Brano proposto:
━━━━━━━━━━

Secondo ogni evidenza, Berlusconi sta vivendo questo tornante storico in una condizione di tormento psicologico reale e profondo. Di incredulità, quasi. Lo dimostrano le molte oscillazioni, a tratti la paralisi decisionale, degli ultimi quattro mesi. Lo dimostrano le incertezze su come trattare il Nuovo Centrodestra. Considerare gli alfaniani possibili futuri alleati secondo ragion politica o traditori secondo istinto.

E da ultimo, forse, lo dimostra pure la rinuncia a utilizzare il Senato prima, la trasmissione di Bruno Vespa poi, come tribune. E la decisione di ripiegare invece su una manifestazione di piazza. Poiché non si sta parlando di un uomo qualunque, a ogni modo, il tormento personale è portatore di informazioni politiche importanti: sul berlusconismo, sull'antiberlusconismo, e forse ancor di più su quel che resterà del nostro Paese dopo vent'anni di berlusconismo e antiberlusconismo.

La rabbia, la frustrazione e l'avvilimento del Cavaliere, innanzitutto, manifestano una delle tante ambiguità della sua avventura politica. Berlusconi è sempre stato, per lo meno in teoria, ecumenico: si è rivolto indistintamente a tutti gli uomini di buon senso e buona volontà, considerando le fratture politiche e ideologiche elementi di corruzione della naturale socievolezza umana. A questo ecumenismo si è ricollegato il desiderio non soltanto di essere accettato universalmente quale interlocutore legittimo, ma pure di veder riconosciuti il proprio ruolo nella storia imprenditoriale e politica d'Italia e la propria statura come uomo di governo.

Al contempo però - altro che ecumenismo - Berlusconi ha diviso eccome. In ampi strati della classe dirigente e della popolazione italiane ha generato un'ostilità profondissima, capace di andare ben oltre il semplice dissenso politico per trasformarsi in autentico disgusto etico ed estetico. E lui stesso si è applicato con grande successo alla costruzione di idoli polemici, nell'attaccare i quali non si è certo risparmiato: la sinistra, naturalmente; ma anche i politici di professione, l'establishment, le strutture pubbliche.

━━━━━━━━━━

Richiesta A:
Trasforma in una tabella Markdown le righe dell'elenco comprese tra quella che contiene "Where can you see the white house" e la fine dell'elenco, estremi inclusi, omettendo le righe vuote. Usa le colonne "N." per il numero di riga e "Testo" per la riga stessa.

━━━━━━━━━━

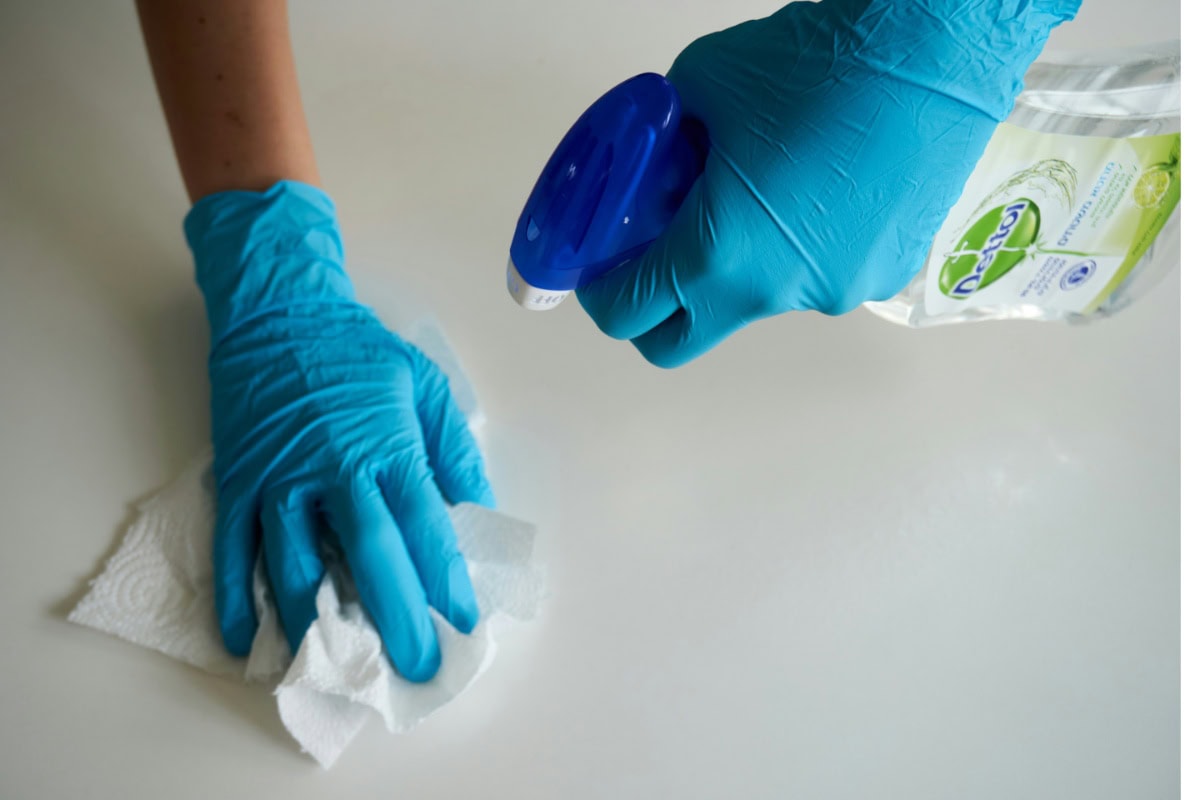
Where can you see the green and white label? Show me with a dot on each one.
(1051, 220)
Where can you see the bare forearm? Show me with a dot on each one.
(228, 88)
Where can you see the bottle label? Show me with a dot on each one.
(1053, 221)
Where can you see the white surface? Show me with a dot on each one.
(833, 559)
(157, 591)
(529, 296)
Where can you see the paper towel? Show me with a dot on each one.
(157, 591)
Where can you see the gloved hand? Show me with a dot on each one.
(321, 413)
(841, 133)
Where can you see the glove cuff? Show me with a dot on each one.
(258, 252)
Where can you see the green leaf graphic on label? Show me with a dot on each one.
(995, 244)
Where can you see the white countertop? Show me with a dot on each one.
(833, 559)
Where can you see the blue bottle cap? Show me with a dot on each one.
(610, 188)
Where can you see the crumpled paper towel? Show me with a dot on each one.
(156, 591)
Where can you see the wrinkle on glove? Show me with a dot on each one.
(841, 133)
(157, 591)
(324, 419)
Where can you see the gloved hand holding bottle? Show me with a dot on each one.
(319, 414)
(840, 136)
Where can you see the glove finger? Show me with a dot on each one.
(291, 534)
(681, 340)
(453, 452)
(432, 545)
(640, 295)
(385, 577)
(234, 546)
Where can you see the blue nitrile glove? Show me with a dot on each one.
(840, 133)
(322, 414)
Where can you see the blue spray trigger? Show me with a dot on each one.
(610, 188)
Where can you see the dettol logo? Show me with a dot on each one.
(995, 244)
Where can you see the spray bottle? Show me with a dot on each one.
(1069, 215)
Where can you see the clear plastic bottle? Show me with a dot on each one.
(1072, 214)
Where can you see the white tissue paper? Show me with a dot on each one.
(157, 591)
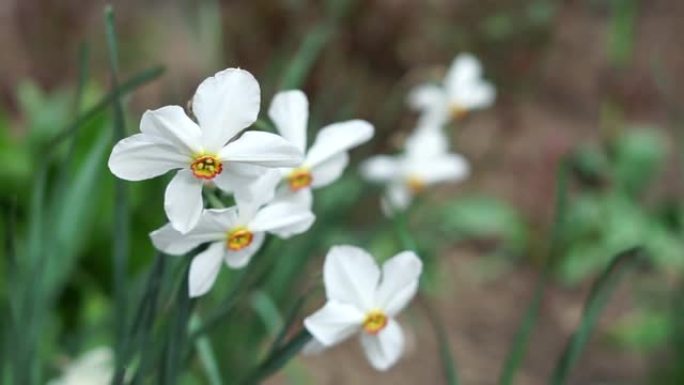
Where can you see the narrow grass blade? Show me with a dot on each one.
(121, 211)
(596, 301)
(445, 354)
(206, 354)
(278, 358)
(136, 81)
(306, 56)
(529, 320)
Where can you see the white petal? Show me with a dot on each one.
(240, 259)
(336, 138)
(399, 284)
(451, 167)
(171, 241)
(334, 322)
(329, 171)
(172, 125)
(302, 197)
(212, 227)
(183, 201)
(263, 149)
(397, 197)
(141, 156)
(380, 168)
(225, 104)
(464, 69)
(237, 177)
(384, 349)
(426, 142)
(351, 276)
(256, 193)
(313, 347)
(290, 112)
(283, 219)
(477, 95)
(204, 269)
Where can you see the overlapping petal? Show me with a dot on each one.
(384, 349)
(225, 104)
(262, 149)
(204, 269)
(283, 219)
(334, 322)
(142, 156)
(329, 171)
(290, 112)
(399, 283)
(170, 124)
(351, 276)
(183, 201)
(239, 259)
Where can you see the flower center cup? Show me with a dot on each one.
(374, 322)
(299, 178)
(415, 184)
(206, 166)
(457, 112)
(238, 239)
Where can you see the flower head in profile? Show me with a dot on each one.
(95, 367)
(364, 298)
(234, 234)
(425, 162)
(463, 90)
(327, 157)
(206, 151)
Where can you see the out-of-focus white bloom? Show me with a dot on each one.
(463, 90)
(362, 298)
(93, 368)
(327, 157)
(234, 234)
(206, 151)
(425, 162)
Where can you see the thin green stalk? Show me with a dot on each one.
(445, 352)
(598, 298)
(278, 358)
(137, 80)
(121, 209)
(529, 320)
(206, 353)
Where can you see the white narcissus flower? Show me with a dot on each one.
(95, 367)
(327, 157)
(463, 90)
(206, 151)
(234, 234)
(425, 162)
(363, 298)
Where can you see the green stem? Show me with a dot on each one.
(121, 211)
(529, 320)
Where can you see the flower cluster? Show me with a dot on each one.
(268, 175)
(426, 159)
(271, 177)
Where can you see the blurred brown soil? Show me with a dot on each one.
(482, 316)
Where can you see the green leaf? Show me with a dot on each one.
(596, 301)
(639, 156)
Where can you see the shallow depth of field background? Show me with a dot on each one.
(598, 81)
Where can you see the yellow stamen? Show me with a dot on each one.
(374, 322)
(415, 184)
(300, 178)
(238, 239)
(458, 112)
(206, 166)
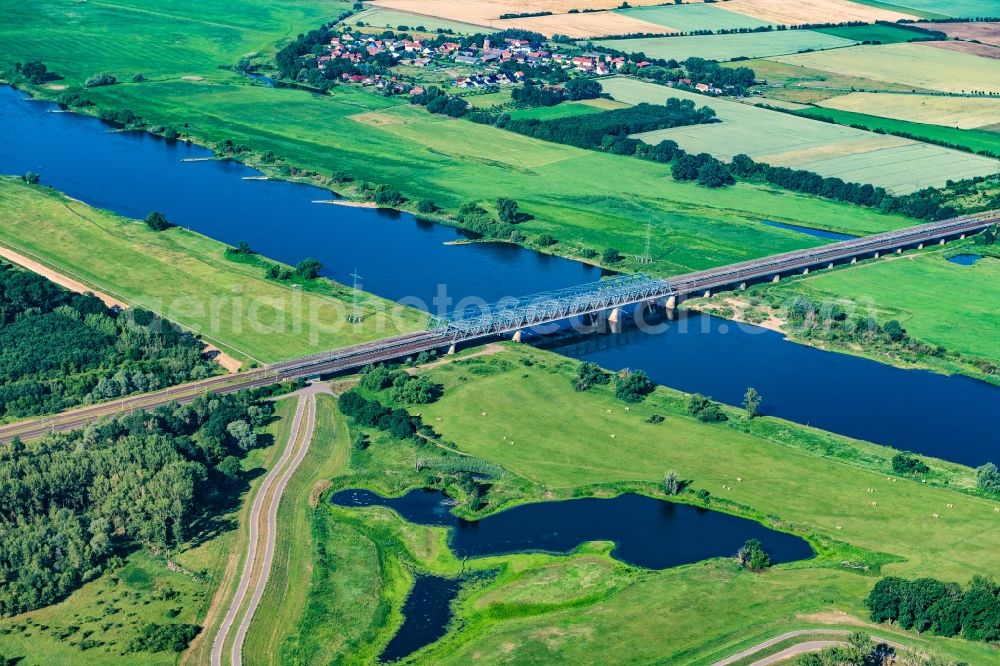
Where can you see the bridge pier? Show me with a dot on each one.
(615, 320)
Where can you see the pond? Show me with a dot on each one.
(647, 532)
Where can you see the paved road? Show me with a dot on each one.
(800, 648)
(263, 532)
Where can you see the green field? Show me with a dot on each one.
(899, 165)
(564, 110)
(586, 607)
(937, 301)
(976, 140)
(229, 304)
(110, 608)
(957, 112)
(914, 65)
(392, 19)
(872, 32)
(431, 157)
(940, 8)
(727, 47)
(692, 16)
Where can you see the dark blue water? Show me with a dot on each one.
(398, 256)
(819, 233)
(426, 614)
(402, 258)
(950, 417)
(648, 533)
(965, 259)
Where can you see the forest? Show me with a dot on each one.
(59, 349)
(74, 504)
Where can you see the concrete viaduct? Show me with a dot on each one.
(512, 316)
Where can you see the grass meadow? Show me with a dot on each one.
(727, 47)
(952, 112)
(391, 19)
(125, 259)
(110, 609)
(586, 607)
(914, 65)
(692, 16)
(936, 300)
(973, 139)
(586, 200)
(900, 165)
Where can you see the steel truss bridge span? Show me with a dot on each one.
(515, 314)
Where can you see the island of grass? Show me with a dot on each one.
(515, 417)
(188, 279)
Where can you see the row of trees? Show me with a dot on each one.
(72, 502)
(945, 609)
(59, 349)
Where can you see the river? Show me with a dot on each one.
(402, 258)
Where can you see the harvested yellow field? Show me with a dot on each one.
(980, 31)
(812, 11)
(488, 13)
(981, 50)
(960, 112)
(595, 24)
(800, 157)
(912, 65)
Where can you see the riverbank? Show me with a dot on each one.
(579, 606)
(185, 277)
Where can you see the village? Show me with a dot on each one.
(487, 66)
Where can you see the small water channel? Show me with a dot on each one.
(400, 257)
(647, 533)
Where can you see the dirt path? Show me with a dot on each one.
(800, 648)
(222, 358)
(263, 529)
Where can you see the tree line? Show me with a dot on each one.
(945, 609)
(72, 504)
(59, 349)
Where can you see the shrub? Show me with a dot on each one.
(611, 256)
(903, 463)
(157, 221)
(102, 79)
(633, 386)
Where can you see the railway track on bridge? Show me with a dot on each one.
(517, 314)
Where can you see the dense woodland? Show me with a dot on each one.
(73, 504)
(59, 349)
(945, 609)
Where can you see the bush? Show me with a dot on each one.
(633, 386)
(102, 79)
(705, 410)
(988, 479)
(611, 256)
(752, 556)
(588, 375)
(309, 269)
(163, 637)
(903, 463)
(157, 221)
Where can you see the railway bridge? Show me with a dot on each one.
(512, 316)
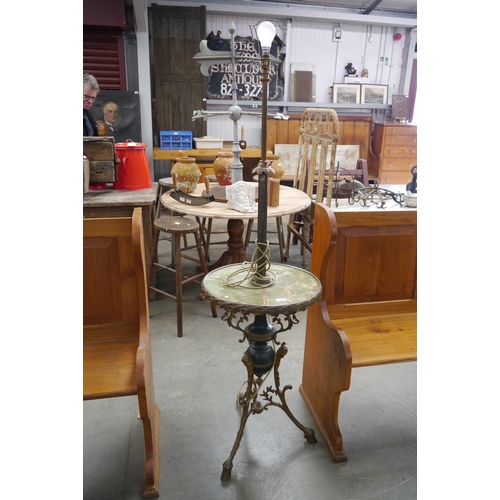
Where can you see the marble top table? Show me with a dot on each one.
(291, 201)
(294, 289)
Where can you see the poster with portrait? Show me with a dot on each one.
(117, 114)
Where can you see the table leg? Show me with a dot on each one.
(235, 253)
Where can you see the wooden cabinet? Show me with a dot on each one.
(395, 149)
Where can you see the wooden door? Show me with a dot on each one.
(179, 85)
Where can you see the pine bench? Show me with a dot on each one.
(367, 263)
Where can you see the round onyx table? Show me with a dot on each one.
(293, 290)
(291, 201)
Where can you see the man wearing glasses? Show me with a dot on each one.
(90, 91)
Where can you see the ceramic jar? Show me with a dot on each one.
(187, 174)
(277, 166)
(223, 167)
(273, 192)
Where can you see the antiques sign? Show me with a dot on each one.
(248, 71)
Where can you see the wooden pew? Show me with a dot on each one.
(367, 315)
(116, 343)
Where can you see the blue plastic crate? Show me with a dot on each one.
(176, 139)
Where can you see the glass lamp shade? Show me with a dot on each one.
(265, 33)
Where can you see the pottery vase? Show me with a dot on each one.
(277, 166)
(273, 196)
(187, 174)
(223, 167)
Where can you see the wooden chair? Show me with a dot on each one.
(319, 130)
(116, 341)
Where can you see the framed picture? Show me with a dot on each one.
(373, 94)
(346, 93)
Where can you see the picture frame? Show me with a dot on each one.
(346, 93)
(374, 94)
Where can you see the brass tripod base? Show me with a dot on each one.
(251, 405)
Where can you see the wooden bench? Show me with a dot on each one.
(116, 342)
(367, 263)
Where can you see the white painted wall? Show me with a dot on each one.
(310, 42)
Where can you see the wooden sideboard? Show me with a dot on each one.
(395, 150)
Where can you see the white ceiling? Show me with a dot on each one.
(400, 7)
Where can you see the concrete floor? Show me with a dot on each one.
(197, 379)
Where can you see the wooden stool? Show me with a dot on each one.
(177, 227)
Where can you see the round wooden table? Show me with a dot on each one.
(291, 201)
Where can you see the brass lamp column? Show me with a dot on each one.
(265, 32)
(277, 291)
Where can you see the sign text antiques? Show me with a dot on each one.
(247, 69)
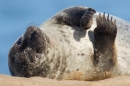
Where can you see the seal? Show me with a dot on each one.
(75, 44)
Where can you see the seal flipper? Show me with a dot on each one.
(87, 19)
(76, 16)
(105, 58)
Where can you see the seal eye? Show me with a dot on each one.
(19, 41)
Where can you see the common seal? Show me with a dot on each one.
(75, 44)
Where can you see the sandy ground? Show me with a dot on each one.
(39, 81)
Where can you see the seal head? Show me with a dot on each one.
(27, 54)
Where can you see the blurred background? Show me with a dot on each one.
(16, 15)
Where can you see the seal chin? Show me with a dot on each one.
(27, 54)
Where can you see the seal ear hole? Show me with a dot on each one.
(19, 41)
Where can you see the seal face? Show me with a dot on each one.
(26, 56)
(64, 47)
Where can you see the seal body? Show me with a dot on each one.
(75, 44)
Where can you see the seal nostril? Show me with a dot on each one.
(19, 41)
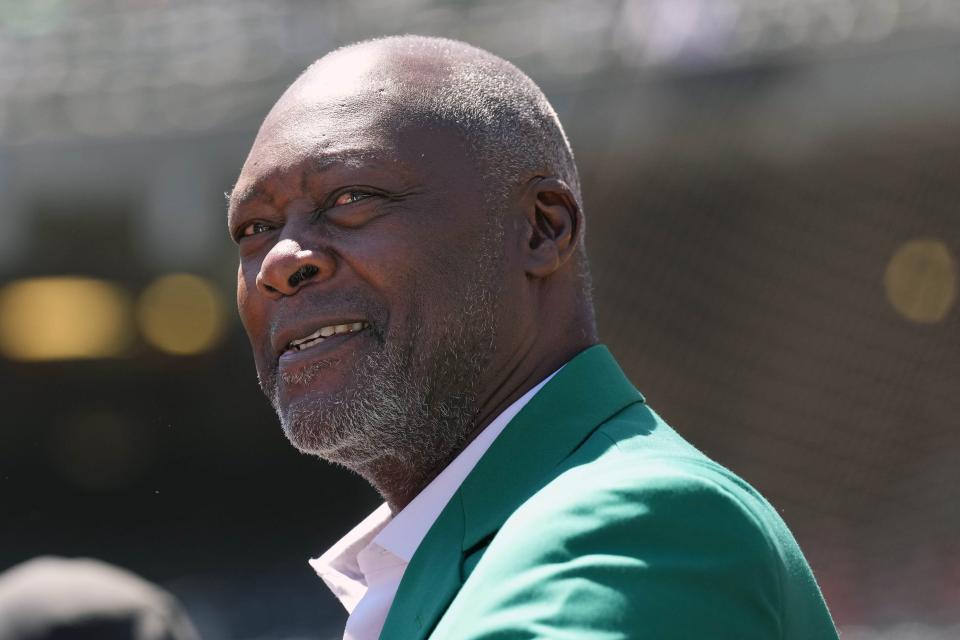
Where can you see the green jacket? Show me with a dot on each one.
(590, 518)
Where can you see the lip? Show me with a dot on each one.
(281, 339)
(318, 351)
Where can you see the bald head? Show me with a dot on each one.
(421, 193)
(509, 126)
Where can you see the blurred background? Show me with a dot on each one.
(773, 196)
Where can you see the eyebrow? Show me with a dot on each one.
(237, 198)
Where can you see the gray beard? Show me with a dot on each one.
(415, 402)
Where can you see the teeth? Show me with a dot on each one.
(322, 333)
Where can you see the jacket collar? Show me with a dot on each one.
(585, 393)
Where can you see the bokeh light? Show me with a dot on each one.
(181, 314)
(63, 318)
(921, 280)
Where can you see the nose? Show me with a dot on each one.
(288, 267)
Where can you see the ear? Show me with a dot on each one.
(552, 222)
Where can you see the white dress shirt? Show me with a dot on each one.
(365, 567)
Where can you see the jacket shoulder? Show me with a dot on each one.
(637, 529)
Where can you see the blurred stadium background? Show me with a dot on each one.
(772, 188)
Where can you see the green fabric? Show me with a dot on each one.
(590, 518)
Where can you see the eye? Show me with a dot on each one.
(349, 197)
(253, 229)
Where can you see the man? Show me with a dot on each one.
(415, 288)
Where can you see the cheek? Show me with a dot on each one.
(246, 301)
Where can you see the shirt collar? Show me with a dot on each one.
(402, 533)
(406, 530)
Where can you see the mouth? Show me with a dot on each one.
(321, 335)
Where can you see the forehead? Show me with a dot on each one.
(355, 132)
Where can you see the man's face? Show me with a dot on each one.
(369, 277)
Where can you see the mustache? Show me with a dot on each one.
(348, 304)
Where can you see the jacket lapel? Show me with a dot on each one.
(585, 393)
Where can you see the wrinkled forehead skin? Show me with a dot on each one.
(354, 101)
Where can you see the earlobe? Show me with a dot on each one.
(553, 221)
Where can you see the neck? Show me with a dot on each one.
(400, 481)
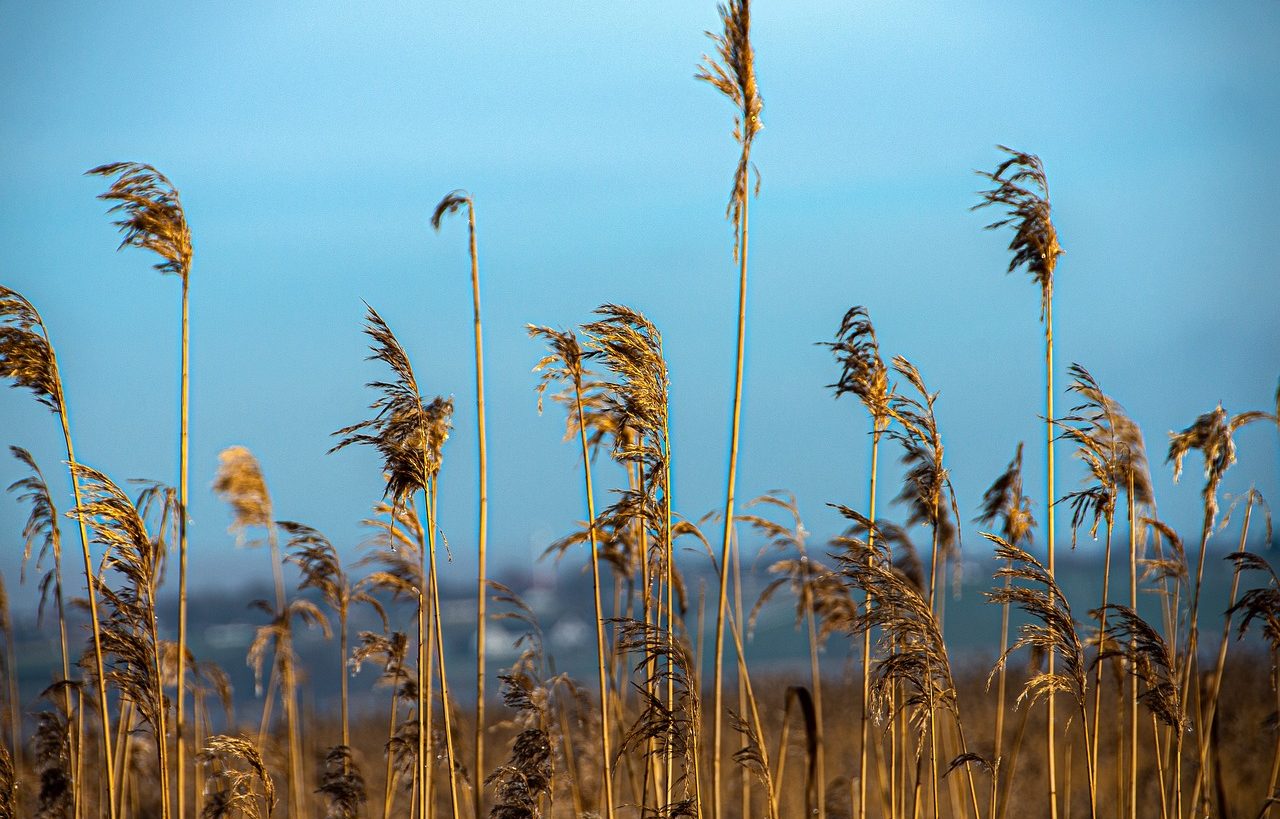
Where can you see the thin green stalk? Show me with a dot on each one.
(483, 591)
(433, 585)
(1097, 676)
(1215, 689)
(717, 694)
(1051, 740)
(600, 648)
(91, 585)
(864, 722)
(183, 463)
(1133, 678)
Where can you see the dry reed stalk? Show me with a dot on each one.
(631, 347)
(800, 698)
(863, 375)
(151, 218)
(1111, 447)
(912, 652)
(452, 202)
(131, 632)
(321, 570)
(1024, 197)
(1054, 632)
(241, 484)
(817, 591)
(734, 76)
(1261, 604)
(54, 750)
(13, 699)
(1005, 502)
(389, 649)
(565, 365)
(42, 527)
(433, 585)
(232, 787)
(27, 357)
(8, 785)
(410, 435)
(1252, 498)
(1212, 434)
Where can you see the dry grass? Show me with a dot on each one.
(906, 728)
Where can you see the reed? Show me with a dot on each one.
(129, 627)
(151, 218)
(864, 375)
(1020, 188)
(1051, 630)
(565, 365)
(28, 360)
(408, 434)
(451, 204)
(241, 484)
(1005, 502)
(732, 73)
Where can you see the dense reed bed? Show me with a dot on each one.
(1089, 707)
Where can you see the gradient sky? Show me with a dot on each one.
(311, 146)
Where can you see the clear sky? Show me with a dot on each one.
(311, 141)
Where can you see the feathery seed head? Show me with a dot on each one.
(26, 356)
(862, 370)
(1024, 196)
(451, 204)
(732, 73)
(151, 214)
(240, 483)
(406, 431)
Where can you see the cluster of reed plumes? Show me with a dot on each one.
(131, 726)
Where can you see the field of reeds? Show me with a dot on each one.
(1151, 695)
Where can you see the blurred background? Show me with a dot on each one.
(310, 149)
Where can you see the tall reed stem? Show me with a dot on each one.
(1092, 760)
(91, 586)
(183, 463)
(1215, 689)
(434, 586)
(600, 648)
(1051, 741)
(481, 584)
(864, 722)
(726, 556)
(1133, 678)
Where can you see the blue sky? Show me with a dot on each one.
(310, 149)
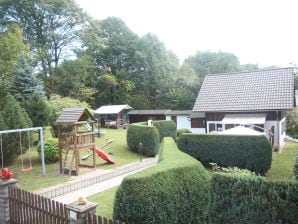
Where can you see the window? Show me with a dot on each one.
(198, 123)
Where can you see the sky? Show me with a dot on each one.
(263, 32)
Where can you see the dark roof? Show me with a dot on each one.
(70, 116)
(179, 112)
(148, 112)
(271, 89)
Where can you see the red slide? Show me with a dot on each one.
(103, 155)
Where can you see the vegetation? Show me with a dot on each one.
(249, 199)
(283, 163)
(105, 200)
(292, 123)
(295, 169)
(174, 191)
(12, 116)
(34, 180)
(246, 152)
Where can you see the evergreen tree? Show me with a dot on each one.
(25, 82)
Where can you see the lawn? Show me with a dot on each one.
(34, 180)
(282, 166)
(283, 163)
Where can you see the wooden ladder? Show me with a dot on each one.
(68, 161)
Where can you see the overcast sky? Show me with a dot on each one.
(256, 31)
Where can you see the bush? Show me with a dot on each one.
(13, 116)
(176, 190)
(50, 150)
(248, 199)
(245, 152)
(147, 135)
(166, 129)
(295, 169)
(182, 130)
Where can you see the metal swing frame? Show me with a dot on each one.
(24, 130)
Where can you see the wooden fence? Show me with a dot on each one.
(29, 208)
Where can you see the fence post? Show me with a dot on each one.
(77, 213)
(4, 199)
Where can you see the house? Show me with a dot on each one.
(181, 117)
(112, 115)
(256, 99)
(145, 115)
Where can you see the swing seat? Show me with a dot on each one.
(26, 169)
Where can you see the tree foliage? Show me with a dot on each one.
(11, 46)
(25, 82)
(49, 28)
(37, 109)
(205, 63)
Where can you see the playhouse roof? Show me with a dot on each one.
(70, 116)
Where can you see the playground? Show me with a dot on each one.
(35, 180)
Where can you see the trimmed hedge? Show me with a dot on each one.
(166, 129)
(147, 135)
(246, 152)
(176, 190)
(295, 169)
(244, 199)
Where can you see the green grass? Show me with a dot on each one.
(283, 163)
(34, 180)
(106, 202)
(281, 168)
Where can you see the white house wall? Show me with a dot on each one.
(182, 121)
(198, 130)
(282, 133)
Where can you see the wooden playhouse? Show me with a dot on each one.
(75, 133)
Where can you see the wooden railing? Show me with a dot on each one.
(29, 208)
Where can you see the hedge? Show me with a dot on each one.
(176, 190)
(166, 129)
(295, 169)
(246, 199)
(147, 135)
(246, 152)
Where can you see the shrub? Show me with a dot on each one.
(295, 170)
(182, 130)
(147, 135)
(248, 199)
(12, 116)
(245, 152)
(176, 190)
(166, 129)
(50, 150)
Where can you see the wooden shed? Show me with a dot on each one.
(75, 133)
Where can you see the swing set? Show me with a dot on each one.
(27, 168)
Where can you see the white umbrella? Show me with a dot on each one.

━━━━━━━━━━

Richiesta B:
Per ciascuna affermazione indica se concorda con il brano proposto, rispondendo "sì" o "no" e citando alla lettera le parole del brano che lo stabiliscono. (i) Berlusconi ha scelto di usare la trasmissione di Bruno Vespa come tribuna. (ii) Berlusconi ha generato in ampi strati della popolazione un'ostilità che va oltre il dissenso politico. (iii) Le oscillazioni di Berlusconi sono collocate negli ultimi sei mesi.

Risposta svolta A:
| N. | Testo |
|---|---|
| 1 | Where can you see the white house wall? Show me with a dot on each one. |
| 2 | (182, 121) |
| 3 | (198, 130) |
| 4 | (282, 133) |
| 5 | Where can you see the wooden playhouse? Show me with a dot on each one. |
| 6 | (75, 133) |
| 7 | Where can you see the wooden railing? Show me with a dot on each one. |
| 8 | (29, 208) |
| 9 | Where can you see the hedge? Show me with a dot on each one. |
| 10 | (176, 190) |
| 11 | (166, 129) |
| 12 | (295, 169) |
| 13 | (246, 199) |
| 14 | (147, 135) |
| 15 | (246, 152) |
| 16 | Where can you see the shrub? Show me with a dot on each one. |
| 17 | (295, 170) |
| 18 | (182, 130) |
| 19 | (147, 135) |
| 20 | (248, 199) |
| 21 | (12, 116) |
| 22 | (245, 152) |
| 23 | (176, 190) |
| 24 | (166, 129) |
| 25 | (50, 150) |
| 26 | Where can you see the wooden shed? Show me with a dot on each one. |
| 27 | (75, 133) |
| 28 | Where can you see the swing set? Show me with a dot on each one. |
| 29 | (27, 168) |
| 30 | Where can you see the white umbrella? Show me with a dot on each one. |

Risposta svolta B:
(i) No: "la rinuncia a utilizzare il Senato prima, la trasmissione di Bruno Vespa poi, come tribune".
(ii) Sì: "un'ostilità profondissima, capace di andare ben oltre il semplice dissenso politico".
(iii) No: "Lo dimostrano le molte oscillazioni, a tratti la paralisi decisionale, degli ultimi quattro mesi".